TASK PROMPT
Gather every line from the rows below that contains the string "outline", matching case exactly.

A block of data
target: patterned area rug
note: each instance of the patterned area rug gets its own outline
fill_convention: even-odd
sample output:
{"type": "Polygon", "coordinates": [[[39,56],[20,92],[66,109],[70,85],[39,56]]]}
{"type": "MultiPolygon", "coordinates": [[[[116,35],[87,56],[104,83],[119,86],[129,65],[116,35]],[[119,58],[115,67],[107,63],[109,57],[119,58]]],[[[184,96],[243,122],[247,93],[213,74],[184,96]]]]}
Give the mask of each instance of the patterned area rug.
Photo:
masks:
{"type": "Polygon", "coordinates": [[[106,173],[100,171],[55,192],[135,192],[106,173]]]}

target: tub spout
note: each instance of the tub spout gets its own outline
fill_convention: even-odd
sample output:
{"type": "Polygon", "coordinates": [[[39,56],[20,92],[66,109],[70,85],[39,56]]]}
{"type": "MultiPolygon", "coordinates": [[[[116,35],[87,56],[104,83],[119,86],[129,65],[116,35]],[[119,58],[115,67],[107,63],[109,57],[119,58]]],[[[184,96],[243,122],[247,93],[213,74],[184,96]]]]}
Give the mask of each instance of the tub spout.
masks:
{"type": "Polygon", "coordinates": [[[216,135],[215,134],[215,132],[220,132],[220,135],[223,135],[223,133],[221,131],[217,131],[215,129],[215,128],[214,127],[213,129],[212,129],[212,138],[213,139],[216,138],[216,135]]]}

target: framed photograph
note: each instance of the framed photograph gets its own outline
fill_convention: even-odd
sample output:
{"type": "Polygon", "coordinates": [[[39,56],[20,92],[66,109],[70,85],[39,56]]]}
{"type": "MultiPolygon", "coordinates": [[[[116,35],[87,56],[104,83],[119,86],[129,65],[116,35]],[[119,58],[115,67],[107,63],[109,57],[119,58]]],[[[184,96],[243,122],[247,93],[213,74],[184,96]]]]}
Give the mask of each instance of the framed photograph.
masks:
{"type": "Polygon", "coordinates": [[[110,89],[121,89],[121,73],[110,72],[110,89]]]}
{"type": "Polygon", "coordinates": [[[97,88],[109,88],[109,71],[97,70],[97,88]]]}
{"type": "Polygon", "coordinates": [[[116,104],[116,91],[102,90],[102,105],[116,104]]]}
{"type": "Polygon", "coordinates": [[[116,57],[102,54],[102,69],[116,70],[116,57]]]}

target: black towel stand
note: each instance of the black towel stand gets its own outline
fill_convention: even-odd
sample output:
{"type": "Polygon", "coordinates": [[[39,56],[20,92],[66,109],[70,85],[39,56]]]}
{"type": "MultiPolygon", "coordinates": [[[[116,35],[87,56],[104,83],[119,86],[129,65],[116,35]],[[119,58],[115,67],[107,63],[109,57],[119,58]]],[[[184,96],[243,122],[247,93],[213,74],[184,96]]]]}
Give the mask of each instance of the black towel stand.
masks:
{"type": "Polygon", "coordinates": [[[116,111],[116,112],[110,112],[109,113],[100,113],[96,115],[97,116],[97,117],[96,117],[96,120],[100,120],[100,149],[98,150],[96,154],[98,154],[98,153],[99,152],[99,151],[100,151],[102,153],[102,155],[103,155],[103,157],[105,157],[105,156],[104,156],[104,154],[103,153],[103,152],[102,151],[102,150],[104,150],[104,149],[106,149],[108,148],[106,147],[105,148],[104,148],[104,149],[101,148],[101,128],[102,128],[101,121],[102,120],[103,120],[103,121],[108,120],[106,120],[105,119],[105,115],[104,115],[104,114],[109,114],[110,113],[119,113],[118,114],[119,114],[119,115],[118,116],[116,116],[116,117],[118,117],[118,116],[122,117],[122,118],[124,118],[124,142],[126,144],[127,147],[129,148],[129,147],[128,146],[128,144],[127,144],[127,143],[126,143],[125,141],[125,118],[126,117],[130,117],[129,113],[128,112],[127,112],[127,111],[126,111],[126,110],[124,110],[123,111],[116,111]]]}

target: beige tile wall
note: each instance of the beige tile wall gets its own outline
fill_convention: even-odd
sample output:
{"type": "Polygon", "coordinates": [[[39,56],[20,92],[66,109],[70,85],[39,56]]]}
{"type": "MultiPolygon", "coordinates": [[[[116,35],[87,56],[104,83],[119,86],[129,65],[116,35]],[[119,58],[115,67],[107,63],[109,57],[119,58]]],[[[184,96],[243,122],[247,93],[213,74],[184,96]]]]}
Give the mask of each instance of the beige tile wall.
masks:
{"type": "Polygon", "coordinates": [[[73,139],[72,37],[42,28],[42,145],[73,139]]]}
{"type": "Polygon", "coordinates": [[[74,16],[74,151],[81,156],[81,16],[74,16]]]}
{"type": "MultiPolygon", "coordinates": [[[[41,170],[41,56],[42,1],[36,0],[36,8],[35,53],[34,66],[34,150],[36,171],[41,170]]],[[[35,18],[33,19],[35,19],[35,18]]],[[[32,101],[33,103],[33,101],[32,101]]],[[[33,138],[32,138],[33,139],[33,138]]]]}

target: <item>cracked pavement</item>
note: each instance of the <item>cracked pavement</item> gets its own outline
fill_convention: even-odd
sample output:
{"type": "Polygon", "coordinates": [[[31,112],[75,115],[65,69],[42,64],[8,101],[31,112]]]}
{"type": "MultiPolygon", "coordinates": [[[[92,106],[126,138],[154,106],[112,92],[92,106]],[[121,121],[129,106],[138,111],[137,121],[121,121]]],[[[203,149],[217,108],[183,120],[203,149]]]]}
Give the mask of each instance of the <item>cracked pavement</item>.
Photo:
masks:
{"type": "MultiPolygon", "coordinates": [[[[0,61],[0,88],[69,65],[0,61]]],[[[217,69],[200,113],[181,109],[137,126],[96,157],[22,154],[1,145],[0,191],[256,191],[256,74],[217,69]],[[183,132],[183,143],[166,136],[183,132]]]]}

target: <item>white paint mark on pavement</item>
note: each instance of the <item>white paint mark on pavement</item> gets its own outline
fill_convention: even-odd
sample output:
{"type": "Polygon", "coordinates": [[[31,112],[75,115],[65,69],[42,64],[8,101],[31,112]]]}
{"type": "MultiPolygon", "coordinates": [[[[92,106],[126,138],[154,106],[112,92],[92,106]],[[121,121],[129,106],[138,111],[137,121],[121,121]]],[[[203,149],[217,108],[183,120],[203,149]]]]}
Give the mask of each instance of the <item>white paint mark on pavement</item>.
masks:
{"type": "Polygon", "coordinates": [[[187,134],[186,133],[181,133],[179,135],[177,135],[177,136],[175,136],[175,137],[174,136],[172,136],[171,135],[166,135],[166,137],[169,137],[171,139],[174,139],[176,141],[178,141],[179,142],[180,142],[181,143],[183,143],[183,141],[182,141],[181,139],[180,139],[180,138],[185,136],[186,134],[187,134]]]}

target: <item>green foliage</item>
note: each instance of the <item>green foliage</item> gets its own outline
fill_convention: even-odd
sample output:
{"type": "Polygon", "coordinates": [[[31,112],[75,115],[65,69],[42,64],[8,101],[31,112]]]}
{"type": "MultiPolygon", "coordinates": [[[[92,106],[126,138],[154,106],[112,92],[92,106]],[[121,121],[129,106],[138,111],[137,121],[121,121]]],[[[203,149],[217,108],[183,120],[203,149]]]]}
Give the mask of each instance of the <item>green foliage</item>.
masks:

RESPONSE TO THE EXERCISE
note: each instance of the patterned area rug gets its own outline
note: each instance of the tub spout gets its own outline
note: each instance of the framed photograph gets its own outline
note: each instance of the black towel stand gets its own outline
note: each instance of the beige tile wall gets its own outline
note: each instance of the <item>cracked pavement</item> gets its own outline
note: each instance of the <item>white paint mark on pavement</item> gets its own outline
note: each instance of the <item>green foliage</item> gets its own outline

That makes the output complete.